Turn the lines, beginning with the line containing "it: point(258, 493)." and continuing through the line containing "point(443, 656)", into a Markdown table with the columns Row and Line, omitting blank lines and pictures. Include those lines alone.

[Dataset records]
Start

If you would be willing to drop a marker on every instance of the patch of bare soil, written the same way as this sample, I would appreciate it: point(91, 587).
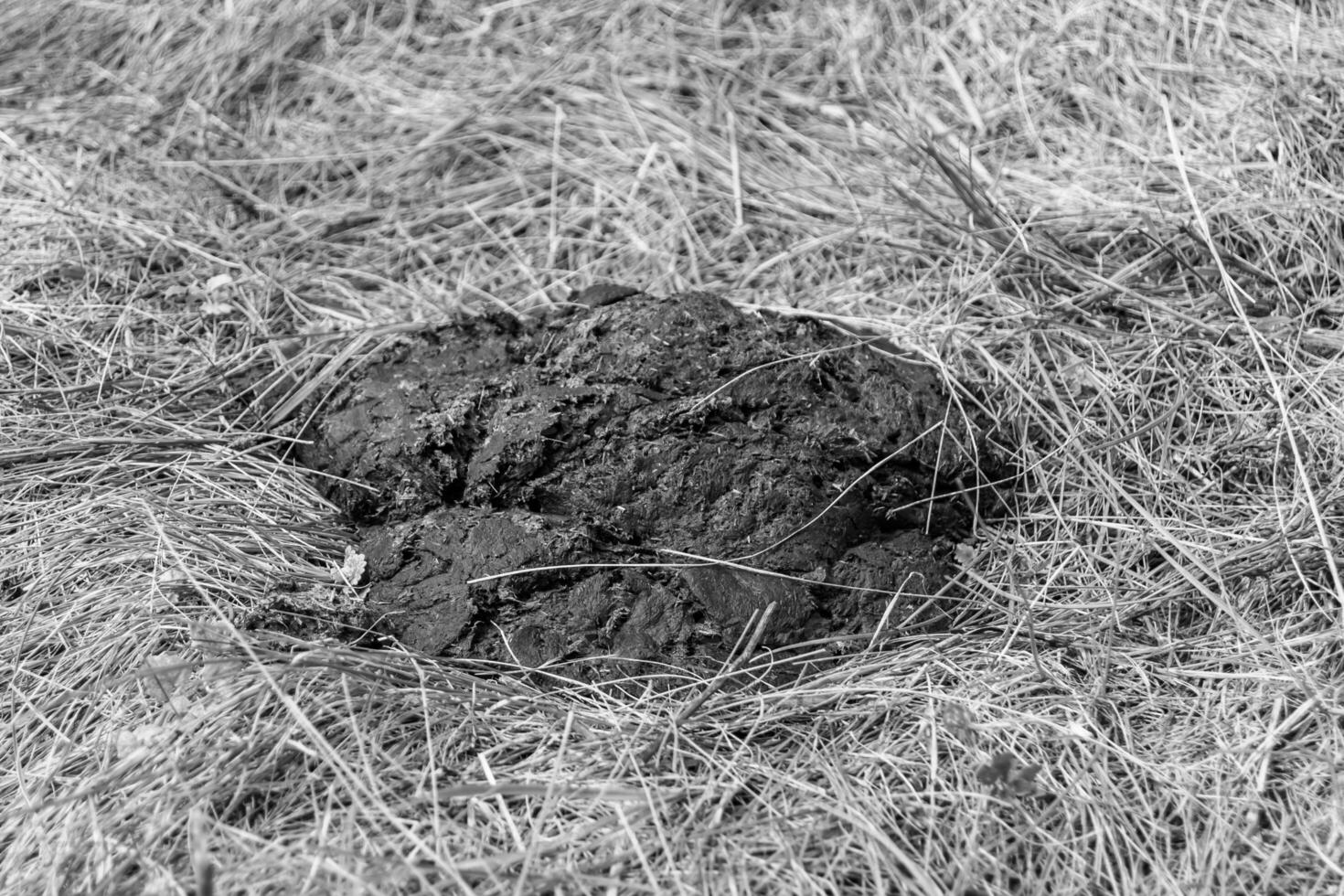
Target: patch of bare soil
point(551, 492)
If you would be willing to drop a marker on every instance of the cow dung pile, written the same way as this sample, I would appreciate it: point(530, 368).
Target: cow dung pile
point(631, 485)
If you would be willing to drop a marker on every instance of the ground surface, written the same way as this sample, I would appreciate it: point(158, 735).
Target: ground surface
point(1110, 228)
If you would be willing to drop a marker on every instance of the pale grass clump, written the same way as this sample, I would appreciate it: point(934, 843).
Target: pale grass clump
point(1115, 226)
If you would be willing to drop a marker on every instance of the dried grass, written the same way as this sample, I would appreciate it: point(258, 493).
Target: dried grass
point(1117, 225)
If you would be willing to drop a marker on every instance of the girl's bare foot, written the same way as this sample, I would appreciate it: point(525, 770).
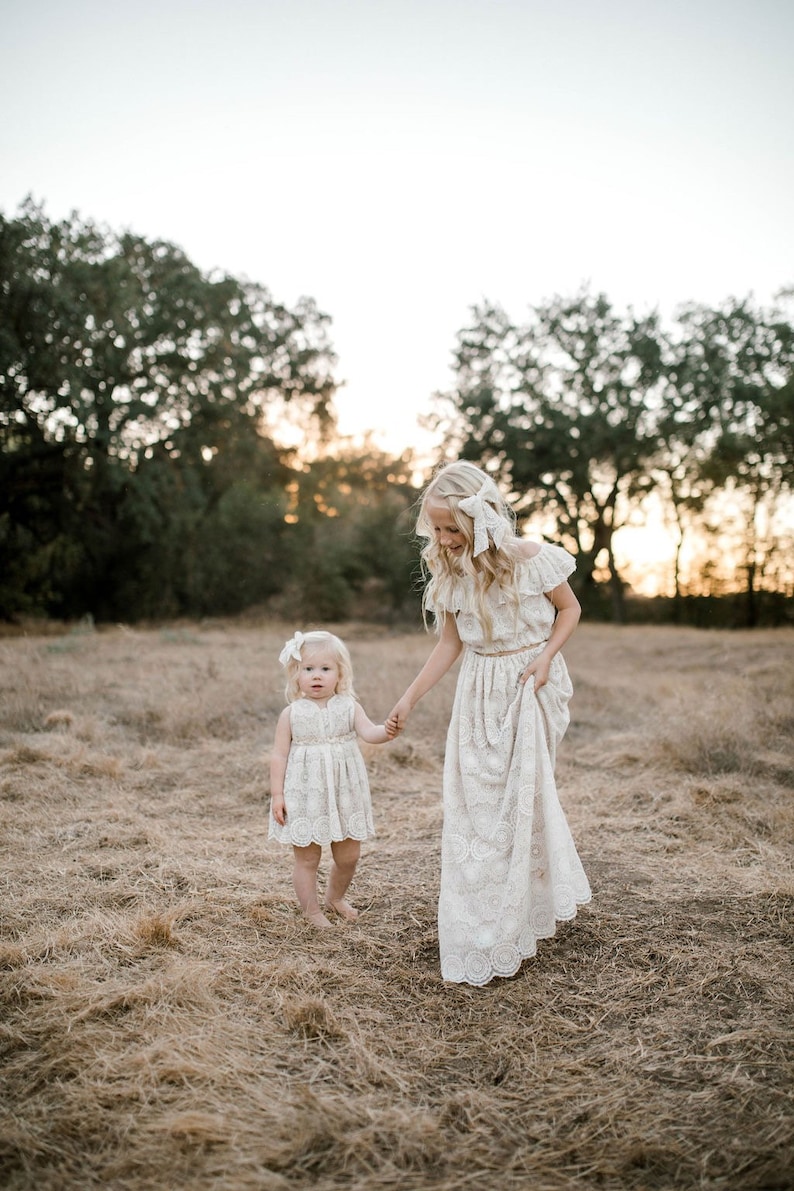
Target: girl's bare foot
point(343, 909)
point(318, 920)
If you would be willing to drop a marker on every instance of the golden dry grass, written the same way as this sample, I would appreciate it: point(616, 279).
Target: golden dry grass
point(169, 1021)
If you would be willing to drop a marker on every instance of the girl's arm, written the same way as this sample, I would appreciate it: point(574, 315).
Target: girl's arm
point(568, 613)
point(279, 767)
point(374, 734)
point(443, 656)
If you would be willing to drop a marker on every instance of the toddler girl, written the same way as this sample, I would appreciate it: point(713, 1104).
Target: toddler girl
point(319, 792)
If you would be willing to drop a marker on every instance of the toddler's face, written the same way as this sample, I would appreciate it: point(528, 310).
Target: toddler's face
point(319, 674)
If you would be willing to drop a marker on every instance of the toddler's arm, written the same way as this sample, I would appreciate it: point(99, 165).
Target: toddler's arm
point(374, 734)
point(279, 767)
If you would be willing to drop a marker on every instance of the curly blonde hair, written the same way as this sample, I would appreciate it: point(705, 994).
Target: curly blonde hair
point(451, 484)
point(313, 642)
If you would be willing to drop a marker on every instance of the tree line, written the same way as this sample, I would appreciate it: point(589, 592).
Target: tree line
point(144, 472)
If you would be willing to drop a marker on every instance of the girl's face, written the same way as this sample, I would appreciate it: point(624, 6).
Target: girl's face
point(445, 531)
point(318, 674)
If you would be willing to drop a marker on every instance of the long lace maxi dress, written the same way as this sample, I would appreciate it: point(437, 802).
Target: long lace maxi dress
point(510, 867)
point(326, 789)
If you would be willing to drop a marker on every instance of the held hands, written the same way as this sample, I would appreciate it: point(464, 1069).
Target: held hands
point(398, 718)
point(539, 669)
point(279, 809)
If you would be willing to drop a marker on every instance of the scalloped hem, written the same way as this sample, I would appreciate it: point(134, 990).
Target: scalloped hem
point(513, 958)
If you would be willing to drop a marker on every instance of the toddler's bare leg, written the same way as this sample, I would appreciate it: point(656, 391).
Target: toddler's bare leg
point(307, 861)
point(343, 866)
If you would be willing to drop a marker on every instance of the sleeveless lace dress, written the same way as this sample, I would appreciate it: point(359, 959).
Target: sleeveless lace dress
point(326, 789)
point(510, 867)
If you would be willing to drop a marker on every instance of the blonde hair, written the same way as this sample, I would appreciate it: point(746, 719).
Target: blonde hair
point(312, 642)
point(451, 484)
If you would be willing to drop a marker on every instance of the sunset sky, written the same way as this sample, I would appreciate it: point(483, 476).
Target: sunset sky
point(401, 160)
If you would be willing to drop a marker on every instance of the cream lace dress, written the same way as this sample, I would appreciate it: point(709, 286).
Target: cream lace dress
point(326, 789)
point(510, 868)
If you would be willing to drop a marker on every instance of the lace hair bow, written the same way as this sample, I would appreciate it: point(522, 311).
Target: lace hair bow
point(487, 522)
point(292, 649)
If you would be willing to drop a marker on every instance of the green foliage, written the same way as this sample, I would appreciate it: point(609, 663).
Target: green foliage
point(582, 413)
point(135, 396)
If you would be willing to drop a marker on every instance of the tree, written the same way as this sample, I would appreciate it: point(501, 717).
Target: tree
point(563, 410)
point(351, 536)
point(133, 393)
point(730, 418)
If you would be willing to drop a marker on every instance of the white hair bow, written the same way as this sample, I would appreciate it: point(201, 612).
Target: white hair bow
point(485, 517)
point(292, 649)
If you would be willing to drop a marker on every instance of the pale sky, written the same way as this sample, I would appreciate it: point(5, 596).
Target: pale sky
point(401, 160)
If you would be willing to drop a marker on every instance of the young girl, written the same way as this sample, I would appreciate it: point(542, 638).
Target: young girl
point(510, 868)
point(319, 792)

End

> _EXERCISE SOLUTION_
| Row | Line |
|---|---|
| 1 | If you would be willing to drop a marker on every instance of the dried grass, written the same way as this sample, I would appreciate it: point(258, 493). |
| 2 | Target: dried grass |
| 3 | point(1117, 225) |
| 4 | If you would be willing to drop a marker on every instance of the girl's bare foot, written the same way as this sample, I would appreciate it: point(525, 770). |
| 5 | Target: girl's bare foot |
| 6 | point(343, 909) |
| 7 | point(318, 920) |
| 8 | If you would be willing to drop a marker on every instance of the golden dry grass, written the same way as this sample, I would appreciate it: point(616, 279). |
| 9 | Target: golden dry grass |
| 10 | point(169, 1021) |
| 11 | If you would be willing to drop a marker on every instance of the girl's arm, written the same way as this sample, I would appreciate it: point(574, 315). |
| 12 | Target: girl's arm |
| 13 | point(568, 613) |
| 14 | point(279, 767) |
| 15 | point(374, 734) |
| 16 | point(443, 656) |